## EXTRACT PROVIDED
☆ ☆ ☆ ☆ ☆ ☆ ☆

It conflicts with the idea of traditional asynchronous, but still gives students the flexibility and comfort of knowing that their teacher is there in case they need help.
Strategies to Know What Students Are Doing During Asynchronous Learning
Shared Docs/Google Workspace
As soon as students start working, have them immediately share their doc, slides, etc. This way, students are aware that you can check in on their progress. It helps them to stay on track and complete the work.
Google Workspace has collaboration built right into their apps. This helps teachers to easily track progress during asynchronous learning time, to leave comments or feedback, and to keep students on track.
‘Another way of more easily tracking progress during asynchronous learning time is through the use of hyperdocs for lessons. Hyperdocs typically include an Explore, Explain & Extend sections to the lesson. There are areas for students to share their learning, reflections, questions, etc. and then places, like Padlet, to show their learning/work.
This is an easy way to see who is doing the work, and who hasn’t even started yet. This way you, as an educator, can be more proactive in reaching out to students that are struggling to engage and complete work during these blocks of time.
Screencastify is an amazing tool to leverage during asynchronous learning time. For student check ins, you could have students walk you through an assignment, task, or something that they have completed to share their process, thinking, etc. during that asynchronous learning time. Screencastify Submit is perfect, too, as students do not require accounts.

☆ ☆ ☆ ☆ ☆ ☆ ☆

[Collected data]
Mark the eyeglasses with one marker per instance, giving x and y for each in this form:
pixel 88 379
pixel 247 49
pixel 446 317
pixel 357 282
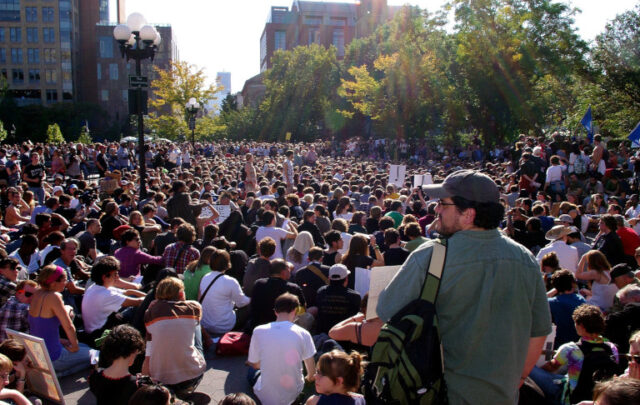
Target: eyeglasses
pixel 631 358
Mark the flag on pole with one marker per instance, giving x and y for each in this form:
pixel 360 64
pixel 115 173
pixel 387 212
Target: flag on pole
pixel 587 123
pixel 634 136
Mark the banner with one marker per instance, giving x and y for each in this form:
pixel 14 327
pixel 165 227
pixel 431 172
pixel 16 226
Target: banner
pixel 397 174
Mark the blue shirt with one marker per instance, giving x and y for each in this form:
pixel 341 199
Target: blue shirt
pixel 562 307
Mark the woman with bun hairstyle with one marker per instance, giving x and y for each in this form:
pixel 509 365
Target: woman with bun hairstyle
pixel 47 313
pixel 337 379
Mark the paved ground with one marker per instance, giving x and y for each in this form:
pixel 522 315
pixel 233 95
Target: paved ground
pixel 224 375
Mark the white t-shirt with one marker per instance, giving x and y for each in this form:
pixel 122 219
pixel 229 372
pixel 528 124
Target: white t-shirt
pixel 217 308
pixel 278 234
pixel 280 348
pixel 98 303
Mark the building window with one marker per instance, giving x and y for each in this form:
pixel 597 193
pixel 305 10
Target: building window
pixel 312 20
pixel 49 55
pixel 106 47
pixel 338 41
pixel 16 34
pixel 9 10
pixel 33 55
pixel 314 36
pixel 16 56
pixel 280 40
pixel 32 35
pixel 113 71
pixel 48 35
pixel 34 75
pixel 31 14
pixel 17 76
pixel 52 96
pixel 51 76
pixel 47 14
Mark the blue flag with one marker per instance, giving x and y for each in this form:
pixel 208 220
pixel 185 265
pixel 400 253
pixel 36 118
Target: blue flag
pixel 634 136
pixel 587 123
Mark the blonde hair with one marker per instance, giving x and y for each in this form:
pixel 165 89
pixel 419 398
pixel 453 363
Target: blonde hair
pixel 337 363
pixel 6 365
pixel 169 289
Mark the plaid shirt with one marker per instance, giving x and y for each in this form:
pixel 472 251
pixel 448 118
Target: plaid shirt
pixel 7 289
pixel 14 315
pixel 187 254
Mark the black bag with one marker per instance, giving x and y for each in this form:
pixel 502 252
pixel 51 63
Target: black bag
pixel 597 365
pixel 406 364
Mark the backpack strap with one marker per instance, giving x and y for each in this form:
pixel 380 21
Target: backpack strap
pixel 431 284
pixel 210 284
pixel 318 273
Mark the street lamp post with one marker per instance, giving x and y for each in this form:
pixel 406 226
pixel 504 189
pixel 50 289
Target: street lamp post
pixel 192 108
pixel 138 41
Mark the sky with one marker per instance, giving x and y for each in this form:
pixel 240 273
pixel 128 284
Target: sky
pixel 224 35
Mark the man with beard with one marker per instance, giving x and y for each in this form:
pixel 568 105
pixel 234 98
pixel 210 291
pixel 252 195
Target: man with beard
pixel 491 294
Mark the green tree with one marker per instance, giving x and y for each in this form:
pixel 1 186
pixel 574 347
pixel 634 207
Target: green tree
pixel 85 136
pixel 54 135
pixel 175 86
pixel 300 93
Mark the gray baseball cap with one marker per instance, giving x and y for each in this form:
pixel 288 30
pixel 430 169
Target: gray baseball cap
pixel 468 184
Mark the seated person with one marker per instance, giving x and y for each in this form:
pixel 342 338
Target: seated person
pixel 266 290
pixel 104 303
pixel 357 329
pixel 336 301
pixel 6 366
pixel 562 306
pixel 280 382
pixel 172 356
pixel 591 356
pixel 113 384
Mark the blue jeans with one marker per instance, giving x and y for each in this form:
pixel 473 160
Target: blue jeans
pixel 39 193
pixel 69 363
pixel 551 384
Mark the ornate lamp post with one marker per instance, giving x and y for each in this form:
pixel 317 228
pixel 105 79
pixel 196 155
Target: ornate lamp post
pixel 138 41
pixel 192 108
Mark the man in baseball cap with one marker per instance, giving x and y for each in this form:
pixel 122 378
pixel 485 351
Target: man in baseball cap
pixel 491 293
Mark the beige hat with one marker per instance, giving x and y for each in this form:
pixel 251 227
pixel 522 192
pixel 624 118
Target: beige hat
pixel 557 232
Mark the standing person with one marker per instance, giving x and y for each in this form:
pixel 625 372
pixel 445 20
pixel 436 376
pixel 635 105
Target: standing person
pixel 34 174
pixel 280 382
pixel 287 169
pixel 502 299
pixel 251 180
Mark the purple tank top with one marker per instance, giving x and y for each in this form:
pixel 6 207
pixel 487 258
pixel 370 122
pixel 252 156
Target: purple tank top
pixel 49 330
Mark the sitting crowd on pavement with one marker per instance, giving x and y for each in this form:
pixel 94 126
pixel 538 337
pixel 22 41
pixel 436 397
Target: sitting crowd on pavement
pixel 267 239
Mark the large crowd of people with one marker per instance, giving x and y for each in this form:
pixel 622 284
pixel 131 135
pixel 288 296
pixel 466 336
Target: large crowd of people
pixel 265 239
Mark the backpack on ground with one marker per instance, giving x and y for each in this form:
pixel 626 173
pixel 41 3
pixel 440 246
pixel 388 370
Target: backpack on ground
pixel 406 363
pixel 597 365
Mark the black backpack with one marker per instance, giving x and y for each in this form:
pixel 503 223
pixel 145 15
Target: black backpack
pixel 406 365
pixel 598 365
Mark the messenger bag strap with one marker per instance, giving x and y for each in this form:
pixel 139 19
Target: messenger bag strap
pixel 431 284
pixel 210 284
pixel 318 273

☆ ☆ ☆ ☆ ☆ ☆ ☆

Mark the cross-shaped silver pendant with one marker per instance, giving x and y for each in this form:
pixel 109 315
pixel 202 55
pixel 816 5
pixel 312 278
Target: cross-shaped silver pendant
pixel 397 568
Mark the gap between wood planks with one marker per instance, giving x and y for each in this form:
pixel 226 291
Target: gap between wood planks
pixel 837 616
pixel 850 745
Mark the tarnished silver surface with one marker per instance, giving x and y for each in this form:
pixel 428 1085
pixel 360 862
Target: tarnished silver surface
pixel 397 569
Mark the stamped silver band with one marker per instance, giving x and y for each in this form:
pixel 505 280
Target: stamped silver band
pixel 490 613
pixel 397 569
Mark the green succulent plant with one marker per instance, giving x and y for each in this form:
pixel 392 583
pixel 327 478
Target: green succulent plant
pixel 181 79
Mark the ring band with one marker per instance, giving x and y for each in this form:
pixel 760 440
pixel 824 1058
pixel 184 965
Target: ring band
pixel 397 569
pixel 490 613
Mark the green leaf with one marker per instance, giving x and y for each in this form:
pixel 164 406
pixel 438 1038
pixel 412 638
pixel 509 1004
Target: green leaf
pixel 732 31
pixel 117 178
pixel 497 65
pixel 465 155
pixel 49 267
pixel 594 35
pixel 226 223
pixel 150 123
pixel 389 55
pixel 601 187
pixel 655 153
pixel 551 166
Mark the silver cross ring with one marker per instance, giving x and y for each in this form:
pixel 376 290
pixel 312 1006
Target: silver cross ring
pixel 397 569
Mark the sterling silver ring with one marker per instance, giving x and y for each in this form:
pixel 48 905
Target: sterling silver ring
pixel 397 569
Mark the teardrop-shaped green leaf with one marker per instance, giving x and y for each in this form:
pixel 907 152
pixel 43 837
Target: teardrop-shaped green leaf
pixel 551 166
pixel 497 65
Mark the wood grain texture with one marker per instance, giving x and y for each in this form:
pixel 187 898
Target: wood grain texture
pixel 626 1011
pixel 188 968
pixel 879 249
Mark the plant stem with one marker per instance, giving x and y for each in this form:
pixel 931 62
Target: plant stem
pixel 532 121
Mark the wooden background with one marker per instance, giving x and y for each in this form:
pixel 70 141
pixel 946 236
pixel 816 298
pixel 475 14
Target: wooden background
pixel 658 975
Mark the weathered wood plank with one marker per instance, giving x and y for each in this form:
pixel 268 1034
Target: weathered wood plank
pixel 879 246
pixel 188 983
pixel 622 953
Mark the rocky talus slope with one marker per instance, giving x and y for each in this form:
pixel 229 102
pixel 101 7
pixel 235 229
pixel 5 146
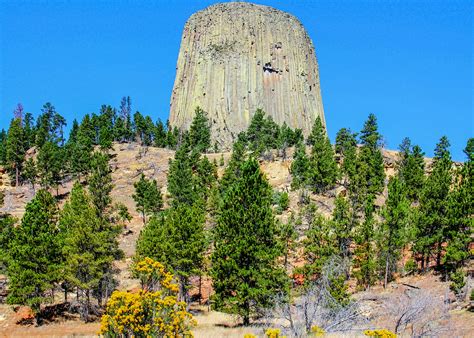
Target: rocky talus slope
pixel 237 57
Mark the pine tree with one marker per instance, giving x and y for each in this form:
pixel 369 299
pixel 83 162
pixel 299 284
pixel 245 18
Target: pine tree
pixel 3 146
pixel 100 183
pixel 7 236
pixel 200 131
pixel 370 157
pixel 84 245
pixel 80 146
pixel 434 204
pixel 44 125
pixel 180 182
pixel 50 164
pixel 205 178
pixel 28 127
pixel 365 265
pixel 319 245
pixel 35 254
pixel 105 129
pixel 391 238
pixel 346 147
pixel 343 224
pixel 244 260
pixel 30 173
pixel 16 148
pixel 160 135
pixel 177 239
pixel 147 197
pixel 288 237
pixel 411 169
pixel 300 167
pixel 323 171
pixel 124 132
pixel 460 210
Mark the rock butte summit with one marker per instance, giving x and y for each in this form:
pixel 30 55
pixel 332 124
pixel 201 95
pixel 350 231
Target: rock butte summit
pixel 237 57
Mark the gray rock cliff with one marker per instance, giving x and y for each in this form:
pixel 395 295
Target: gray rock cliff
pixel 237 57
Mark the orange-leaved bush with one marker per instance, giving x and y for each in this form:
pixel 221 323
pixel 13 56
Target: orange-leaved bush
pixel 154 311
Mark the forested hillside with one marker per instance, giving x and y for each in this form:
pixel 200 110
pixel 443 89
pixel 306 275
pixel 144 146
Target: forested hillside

☆ ☆ ☆ ☆ ☆ ☆ ☆

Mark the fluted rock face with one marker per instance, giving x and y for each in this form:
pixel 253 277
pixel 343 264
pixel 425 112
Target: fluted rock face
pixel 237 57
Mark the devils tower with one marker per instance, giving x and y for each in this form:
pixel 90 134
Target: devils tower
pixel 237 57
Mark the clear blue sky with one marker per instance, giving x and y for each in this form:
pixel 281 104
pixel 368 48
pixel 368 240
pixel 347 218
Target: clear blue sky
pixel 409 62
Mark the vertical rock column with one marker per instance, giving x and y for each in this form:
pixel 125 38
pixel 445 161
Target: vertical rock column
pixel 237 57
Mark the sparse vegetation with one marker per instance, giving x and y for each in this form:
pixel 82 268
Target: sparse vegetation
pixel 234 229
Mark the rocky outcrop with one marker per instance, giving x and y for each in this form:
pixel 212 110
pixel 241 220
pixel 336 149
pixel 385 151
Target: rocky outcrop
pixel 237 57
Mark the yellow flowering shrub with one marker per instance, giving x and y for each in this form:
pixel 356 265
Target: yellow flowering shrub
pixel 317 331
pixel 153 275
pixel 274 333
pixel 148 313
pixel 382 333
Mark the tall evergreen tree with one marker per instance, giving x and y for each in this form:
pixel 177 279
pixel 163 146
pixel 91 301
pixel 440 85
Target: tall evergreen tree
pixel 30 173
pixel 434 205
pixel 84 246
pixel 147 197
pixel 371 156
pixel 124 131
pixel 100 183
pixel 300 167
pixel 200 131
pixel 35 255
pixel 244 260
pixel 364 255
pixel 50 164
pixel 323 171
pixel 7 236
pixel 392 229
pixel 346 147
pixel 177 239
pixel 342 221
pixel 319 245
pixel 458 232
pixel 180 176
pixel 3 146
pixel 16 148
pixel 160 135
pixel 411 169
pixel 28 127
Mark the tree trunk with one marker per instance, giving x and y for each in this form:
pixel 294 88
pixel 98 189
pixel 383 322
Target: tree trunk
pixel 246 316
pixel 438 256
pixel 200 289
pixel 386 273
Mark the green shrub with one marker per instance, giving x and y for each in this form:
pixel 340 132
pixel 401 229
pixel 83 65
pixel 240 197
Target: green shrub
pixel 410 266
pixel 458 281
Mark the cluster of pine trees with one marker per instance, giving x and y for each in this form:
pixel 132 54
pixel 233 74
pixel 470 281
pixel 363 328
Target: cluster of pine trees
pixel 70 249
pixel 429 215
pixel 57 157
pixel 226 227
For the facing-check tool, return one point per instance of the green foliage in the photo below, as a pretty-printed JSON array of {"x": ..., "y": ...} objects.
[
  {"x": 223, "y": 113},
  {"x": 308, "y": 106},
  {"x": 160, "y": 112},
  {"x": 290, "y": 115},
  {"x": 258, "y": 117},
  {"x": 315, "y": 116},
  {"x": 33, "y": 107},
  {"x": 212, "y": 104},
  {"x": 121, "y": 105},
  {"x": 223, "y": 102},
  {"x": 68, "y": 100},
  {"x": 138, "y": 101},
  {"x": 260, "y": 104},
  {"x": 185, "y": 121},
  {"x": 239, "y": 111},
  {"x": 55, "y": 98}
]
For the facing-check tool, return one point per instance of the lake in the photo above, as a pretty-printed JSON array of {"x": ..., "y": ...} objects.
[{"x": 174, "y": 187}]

☆ ☆ ☆ ☆ ☆ ☆ ☆

## PROBLEMS TO SOLVE
A – Return the portion of the passage on asynchronous learning from "Google Workspace has" up to and including "show their learning/work.", copied word for word.
B – Resume the passage on asynchronous learning, continuing from its final sentence.
The collected data is separate material, distinct from the passage on asynchronous learning.

## ANSWER LIST
A –
Google Workspace has collaboration built right into their apps. This helps teachers to easily track progress during asynchronous learning time, to leave comments or feedback, and to keep students on track.
‘Another way of more easily tracking progress during asynchronous learning time is through the use of hyperdocs for lessons. Hyperdocs typically include an Explore, Explain & Extend sections to the lesson. There are areas for students to share their learning, reflections, questions, etc. and then places, like Padlet, to show their learning/work.

B –
Reflecting on learning also is a great way for English Language Learners (ELLs) to share their thought process in English. Many ELLs will know how to do something, but to have to walk you through their process, in their own words, will have some really positive affects on their English speaking, and language development in general.
One example: Give the students a problem, and have students record themselves walking you through their thinking process as they approach that question, without actually solving the problem. This could be difficult, so consider modelling this for your students first! Hearing teachers walk through this style of activity or task is helpful for all learners, and helps them to better understand what you are asking them to do.
Another idea: pull out a marked word problem from a previous year, etc. and have them record themselves as they walk through the word problem, and how the student went wrong, how to correct it, etc. This helps students recognize common errors, and become more aware of it so that they hopefully avoid it for themselves. It also allows them to share their thinking, which can be challenging for many.
One great way to check in on student progress, consider using Google Forms for exit tickets or check in forms. This could be used with EdPuzzle or other tools where your Board or District has not allowed you to track student progress. You could simply have students submit a picture or screenshot of the completed activity on an app in an Google Form.
The great thing about using Google Forms is that it allows you to figure out who has completed the asynchronous work for that day, and who needs a bit more support. It’s a great way to stay on top of student progress, and allow you to be proactive in supporting those that are falling behind.
Our Biggest Takeaway
Asynchronous learning is going to look different in each and every classroom. Every subject area has different needs, and every student is so different, so there can’t be a single way of structuring this time in a course. Take the time to get to know your students, and figure out what works best for them, and for you.
It always comes back to relationship building. Many students are much more likely to engage and complete work if they know that their teacher cares about them. These positive relationships will support student engagement and buy-in with asynchronous learning.